[Exercise description] Scale the rows running from the line with "the low shrub" up to and including the line with "(1127, 649)", and write out only those lines again, requests included. Multiply every point coordinate in the answers by 1.15 and round to whole numbers, with halves rounded up.

[Input]
.....
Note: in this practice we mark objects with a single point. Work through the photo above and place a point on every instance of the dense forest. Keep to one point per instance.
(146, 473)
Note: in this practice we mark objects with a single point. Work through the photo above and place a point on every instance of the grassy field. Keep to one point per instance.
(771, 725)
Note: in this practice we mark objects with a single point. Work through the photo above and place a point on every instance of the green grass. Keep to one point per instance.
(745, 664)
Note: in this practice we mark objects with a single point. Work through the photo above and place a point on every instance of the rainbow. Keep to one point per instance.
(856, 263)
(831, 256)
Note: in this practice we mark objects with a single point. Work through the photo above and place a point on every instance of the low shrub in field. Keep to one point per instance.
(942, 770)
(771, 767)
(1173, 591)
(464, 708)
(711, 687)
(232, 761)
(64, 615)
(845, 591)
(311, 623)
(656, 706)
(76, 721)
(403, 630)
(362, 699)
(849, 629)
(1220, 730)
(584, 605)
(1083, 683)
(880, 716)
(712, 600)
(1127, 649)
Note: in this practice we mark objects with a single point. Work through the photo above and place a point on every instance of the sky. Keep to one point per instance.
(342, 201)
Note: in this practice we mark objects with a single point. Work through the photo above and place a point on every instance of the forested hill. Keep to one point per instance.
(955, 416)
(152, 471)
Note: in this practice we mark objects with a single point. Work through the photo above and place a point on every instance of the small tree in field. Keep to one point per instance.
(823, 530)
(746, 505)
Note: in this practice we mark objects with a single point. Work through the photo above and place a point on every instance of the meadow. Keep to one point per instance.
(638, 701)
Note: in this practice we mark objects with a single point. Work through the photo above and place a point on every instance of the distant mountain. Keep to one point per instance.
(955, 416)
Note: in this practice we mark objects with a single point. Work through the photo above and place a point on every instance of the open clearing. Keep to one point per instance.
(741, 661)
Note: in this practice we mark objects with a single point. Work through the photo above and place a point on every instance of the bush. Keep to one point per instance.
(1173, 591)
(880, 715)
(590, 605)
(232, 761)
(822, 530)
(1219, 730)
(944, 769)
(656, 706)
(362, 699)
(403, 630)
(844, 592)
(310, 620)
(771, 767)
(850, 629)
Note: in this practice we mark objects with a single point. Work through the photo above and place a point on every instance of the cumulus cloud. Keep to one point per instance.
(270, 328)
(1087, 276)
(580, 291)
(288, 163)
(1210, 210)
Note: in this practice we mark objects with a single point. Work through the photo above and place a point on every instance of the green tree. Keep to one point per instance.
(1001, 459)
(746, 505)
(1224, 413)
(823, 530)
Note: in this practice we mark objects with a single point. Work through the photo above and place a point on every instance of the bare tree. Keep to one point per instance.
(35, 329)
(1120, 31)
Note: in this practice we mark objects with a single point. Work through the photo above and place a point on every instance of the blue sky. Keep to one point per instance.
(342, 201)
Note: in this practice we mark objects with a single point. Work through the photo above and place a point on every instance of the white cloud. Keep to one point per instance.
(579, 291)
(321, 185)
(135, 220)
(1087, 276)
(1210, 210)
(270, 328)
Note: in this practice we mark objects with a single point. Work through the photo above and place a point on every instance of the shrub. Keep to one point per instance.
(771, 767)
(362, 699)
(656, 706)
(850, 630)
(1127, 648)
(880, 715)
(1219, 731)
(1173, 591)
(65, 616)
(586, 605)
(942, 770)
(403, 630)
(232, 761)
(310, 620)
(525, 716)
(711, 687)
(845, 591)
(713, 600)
.....
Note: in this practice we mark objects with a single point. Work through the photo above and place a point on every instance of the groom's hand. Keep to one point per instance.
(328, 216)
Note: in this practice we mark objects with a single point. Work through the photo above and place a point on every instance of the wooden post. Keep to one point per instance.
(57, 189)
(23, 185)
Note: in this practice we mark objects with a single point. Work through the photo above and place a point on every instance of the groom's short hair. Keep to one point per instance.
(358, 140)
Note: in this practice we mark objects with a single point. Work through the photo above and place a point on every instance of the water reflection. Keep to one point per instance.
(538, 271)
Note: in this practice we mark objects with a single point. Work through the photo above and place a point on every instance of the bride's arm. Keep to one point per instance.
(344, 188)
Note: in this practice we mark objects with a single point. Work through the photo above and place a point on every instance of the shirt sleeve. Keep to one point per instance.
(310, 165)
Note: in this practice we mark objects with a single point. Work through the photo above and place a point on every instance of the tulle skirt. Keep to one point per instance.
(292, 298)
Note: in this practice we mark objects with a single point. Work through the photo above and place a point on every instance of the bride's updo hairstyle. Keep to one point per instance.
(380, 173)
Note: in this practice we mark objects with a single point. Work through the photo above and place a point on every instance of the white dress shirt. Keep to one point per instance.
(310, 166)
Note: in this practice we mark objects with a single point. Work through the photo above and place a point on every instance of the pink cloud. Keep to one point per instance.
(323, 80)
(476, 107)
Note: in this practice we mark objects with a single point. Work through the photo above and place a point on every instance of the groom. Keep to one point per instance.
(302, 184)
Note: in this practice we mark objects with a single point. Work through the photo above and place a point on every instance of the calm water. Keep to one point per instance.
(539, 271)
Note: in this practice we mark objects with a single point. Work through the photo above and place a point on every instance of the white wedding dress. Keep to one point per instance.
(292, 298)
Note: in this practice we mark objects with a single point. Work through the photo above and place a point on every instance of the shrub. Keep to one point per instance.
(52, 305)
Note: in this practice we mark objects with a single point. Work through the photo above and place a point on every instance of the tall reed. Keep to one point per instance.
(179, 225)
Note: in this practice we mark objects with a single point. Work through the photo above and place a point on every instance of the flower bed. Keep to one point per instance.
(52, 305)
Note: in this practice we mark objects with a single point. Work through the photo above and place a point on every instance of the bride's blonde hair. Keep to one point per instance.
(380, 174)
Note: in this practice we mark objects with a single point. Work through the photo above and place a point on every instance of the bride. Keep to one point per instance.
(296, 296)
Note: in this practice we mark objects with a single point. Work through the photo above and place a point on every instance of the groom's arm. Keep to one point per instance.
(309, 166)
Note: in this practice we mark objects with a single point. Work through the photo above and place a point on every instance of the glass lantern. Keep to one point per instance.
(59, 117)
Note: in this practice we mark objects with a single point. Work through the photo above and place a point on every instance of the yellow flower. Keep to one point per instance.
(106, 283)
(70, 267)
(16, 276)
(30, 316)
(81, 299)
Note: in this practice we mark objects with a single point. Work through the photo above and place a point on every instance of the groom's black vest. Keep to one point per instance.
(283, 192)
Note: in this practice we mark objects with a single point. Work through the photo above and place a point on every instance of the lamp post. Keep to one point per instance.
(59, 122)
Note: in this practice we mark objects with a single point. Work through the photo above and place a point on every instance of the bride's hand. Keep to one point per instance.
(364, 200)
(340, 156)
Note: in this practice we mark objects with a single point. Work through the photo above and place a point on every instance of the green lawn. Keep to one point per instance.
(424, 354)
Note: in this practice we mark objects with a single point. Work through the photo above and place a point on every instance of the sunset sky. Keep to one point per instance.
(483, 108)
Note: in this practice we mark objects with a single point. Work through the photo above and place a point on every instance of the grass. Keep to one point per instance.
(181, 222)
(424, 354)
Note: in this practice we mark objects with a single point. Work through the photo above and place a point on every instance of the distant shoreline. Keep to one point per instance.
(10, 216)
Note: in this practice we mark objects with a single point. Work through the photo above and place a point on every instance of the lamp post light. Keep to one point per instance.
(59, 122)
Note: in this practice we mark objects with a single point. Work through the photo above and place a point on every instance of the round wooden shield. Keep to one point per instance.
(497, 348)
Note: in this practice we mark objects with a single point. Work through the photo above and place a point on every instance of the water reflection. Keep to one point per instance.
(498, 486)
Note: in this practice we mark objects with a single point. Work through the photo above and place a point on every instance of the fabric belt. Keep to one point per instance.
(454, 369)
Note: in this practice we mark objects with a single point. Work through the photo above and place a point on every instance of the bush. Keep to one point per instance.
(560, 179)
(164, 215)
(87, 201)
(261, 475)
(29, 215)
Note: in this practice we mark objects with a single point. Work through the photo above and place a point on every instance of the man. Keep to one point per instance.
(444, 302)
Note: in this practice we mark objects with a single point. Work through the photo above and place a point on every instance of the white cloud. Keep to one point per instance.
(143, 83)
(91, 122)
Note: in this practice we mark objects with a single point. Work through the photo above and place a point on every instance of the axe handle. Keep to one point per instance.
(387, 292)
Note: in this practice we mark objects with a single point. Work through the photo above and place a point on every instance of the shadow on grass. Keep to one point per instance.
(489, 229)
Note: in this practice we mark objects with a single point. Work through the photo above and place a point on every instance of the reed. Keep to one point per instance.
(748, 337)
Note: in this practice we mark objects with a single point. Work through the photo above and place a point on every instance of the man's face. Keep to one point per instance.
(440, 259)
.....
[Exercise result]
Note: in this practice we mark objects with a single point. Work through the photo above and place a point on every instance of the low shrub in field. Keep to one point per instance.
(1083, 886)
(887, 882)
(1349, 680)
(534, 814)
(818, 790)
(267, 875)
(74, 707)
(972, 680)
(358, 716)
(754, 812)
(87, 829)
(463, 725)
(416, 804)
(976, 723)
(1403, 840)
(672, 696)
(1245, 785)
(1012, 823)
(819, 690)
(1296, 746)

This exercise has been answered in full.